**** PASSAGE SHOWN

The 17th National Congress of the People's Party was held in Seville from 17 to 19 February 2012, to renovate the governing bodies of the People's Party (PP) and establish the party's main lines of action and strategy for the next leadership term. The congress slogan was "Committed to Spain" (), and it saw Mariano Rajoy, incumbent prime minister of Spain as a result of the PP victory at the 2011 Spanish general election, being re-elected unopposed for a third term as party president with 97.6% of the delegate vote in the congress (2,525 votes) and 2.4% of blank ballots (63).

Overview
The congress of the PP was the party's supreme body, and could be of either ordinary or extraordinary nature, depending on whether it was held following the natural end of its term or due to any other exceptional circumstances not linked to this event. Ordinary congresses were to be held every three years and called at least two months in advance of their celebration. Extraordinary congresses had to be called by a two-thirds majority of the Board of Directors at least one-and-a-half month in advance of their celebration, though in cases of "exceptional urgency" this deadline could be reduced to thirty days.

The president of the PP was the party's head and the person holding the party's political and legal representation, and presided over its board of directors and executive committee, which were the party's maximum directive, governing and administration bodies between congresses. The election of the PP president was based on an indirect system, with party members voting for delegates who would, in turn, elect the president. Any party member was eligible for the post of party president, on the condition that they were up to date with the payment of party fees and that they were able to secure the signed endorsements of at least 100 party members and of 20% of congress delegates.

Timetable
The key dates are listed below (all times are CET. Note that the Canary Islands use WET (UTC+0) instead):

12 December: Official announcement of the congress.
19–20 January: Election of congress delegates.
17–19 February: Party congress.

Candidates

Declined
The individuals in this section were the subject of speculation about their possible candidacy, but publicly denied or recanted interest in running:

Esperanza Aguirre (age ) — President of the PP of the Community of Madrid (since 2004); President of the Community of Madrid (since 2003); Deputy in the Assembly of Madrid (since 2003); Spokesperson of the PP Group in the Assembly of Madrid (2003); Senator in the Cortes Generales for Madrid (1996–2003); President of the Senate of Spain (1999–2002); Minister of Education and Culture of Spain (1996–1999); First Deputy Mayor of Madrid (1995–1996); Spokesperson of the PP Group in the City Council of Madrid (1995–1996); City Councillor of Madrid (1983–1996).

********
**** EXTRACTED MATERIAL

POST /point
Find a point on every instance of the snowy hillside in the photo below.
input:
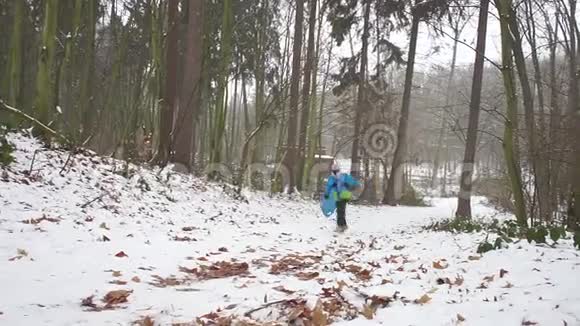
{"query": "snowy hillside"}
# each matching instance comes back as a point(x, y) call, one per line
point(84, 245)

********

__DIRECTIVE 1__
In the passage on the People's Party congress, how often were ordinary congresses to be held?
__DIRECTIVE 2__
Reproduce word for word the portion of the People's Party congress passage starting with "17–19 February: Party" and going on through "of Madrid (1983–1996).".

__FINAL RESULT 1__
Every three years.

__FINAL RESULT 2__
17–19 February: Party congress.

Candidates

Declined
The individuals in this section were the subject of speculation about their possible candidacy, but publicly denied or recanted interest in running:

Esperanza Aguirre (age ) — President of the PP of the Community of Madrid (since 2004); President of the Community of Madrid (since 2003); Deputy in the Assembly of Madrid (since 2003); Spokesperson of the PP Group in the Assembly of Madrid (2003); Senator in the Cortes Generales for Madrid (1996–2003); President of the Senate of Spain (1999–2002); Minister of Education and Culture of Spain (1996–1999); First Deputy Mayor of Madrid (1995–1996); Spokesperson of the PP Group in the City Council of Madrid (1995–1996); City Councillor of Madrid (1983–1996).